About this exercise: Look below for the line holding "rear window, written" and the line holding "x=620 y=474". Transcribe exactly those lines and all lines between them, nothing more.

---- Information given

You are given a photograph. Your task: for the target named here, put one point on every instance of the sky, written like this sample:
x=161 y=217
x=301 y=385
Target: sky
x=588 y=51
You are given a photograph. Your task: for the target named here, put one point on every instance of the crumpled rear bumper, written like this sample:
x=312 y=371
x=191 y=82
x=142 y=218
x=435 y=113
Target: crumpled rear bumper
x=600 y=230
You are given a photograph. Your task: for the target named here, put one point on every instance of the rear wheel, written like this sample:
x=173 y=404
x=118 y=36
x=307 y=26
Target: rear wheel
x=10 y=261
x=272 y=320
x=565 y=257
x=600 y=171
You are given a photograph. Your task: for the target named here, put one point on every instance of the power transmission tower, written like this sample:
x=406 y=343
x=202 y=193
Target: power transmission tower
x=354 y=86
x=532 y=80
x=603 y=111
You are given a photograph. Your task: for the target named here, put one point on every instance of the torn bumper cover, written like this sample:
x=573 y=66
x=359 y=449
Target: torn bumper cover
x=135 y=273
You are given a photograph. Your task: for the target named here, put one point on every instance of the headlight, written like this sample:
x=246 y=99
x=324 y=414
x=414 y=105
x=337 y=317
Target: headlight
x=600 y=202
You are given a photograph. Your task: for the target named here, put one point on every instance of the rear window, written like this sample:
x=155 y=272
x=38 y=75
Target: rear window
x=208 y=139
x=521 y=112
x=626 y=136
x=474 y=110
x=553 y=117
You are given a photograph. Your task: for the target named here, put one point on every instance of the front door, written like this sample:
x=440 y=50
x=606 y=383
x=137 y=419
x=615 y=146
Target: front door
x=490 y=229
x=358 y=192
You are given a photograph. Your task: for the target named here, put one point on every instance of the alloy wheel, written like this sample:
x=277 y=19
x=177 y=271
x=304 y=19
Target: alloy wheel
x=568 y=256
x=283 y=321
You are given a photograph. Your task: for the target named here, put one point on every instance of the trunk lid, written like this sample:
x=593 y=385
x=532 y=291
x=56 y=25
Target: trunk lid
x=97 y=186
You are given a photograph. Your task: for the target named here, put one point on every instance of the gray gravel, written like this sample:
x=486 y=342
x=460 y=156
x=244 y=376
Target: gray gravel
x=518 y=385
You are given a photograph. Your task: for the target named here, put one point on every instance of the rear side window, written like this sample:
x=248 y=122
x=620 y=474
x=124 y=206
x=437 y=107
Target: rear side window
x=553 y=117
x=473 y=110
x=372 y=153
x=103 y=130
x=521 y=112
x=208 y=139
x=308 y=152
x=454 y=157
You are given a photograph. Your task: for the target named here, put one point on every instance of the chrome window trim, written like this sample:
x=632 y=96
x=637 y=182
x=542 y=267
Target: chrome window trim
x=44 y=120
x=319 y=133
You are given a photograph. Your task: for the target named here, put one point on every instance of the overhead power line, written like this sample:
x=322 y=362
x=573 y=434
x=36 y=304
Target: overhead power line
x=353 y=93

--------

Exercise solution:
You are given a photograph. Your task: for the target named here, put one point on every instance of the rear window, written like this sample:
x=155 y=272
x=38 y=75
Target: rear window
x=208 y=139
x=521 y=112
x=626 y=136
x=474 y=110
x=553 y=117
You are given a photograph. Your task: for the target named here, put one point on every instance of the front door, written like this sample:
x=440 y=50
x=606 y=383
x=137 y=419
x=615 y=146
Target: front door
x=490 y=229
x=358 y=192
You are given a photograph. Your task: for the target named here, put one point on every instance of the alloy wheel, written like this sample:
x=277 y=19
x=177 y=271
x=304 y=19
Target: alloy wheel
x=568 y=256
x=283 y=321
You are given a photograph. Your task: for the target named here, put one point on every instance of the trunk lid, written like this sample:
x=593 y=385
x=532 y=291
x=56 y=25
Target: trunk lid
x=97 y=186
You are given a photograph. Your task: for the target named here, put one point on every instance of the gray gravel, written like this sample:
x=486 y=342
x=460 y=156
x=244 y=376
Target: gray gravel
x=518 y=385
You are given a photograph. Your task: for the target named here, put one point on every instance of the rear side window, written like this sample:
x=248 y=122
x=620 y=474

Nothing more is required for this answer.